Exercise:
Print the full passage on Egypt's early MiG-21 fighters word for word.

The Arab Republic of Egypt received its first MiG-21s from the Soviets in 1963. By the end of that year, the Egyptian Air Force had in its service a total of 60 MiG-21F-13s. These were followed, until the end of the decade, by 40 or 50 MiG-21PFs.
The MiG-21F-13 was an upgraded version of the MiG-21 platform with upgraded on-board radar, new optics, a single 30 mm cannon and the possibility to load 2 Vympel K-13 short-range infrared homing Air-to-Air Missiles (AAMs). In the designation, the ‘F’ refers to ‘Forsirovannyy’ (English: Uprated) and ‘13’ refers to the K-13 missiles.
The MiG-21PF was a heavily updated version of the MiG-21 bringing it to the “Second Generation” of fighters. The upgrades included new turbojet engine and rails for RS-2US Adams instead of K-13 missiles.
Two Egyptian MiG-21F13s of the 26 Squadron ‘Black Raven’ armed with R-3S missiles. (Arab MiG-19, MiG-21 Units in Combat)

Dataset entries:
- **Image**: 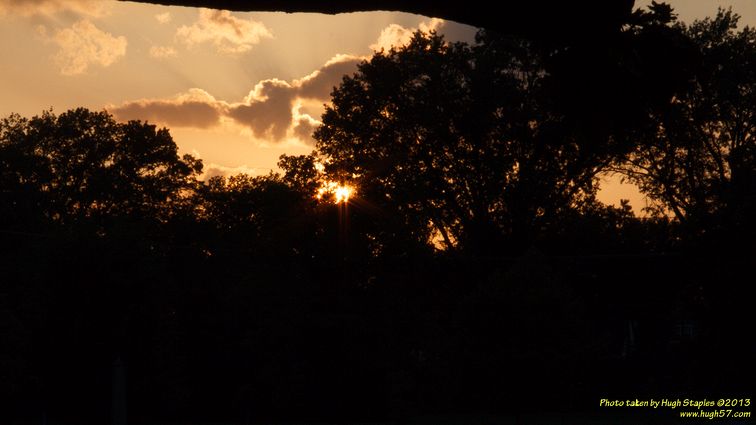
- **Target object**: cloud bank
[370,18,446,52]
[0,0,108,17]
[49,19,128,75]
[176,9,273,54]
[108,55,362,143]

Task answer:
The Arab Republic of Egypt received its first MiG-21s from the Soviets in 1963. By the end of that year, the Egyptian Air Force had in its service a total of 60 MiG-21F-13s. These were followed, until the end of the decade, by 40 or 50 MiG-21PFs.
The MiG-21F-13 was an upgraded version of the MiG-21 platform with upgraded on-board radar, new optics, a single 30 mm cannon and the possibility to load 2 Vympel K-13 short-range infrared homing Air-to-Air Missiles (AAMs). In the designation, the ‘F’ refers to ‘Forsirovannyy’ (English: Uprated) and ‘13’ refers to the K-13 missiles.
The MiG-21PF was a heavily updated version of the MiG-21 bringing it to the “Second Generation” of fighters. The upgrades included new turbojet engine and rails for RS-2US Adams instead of K-13 missiles.
Two Egyptian MiG-21F13s of the 26 Squadron ‘Black Raven’ armed with R-3S missiles. (Arab MiG-19, MiG-21 Units in Combat)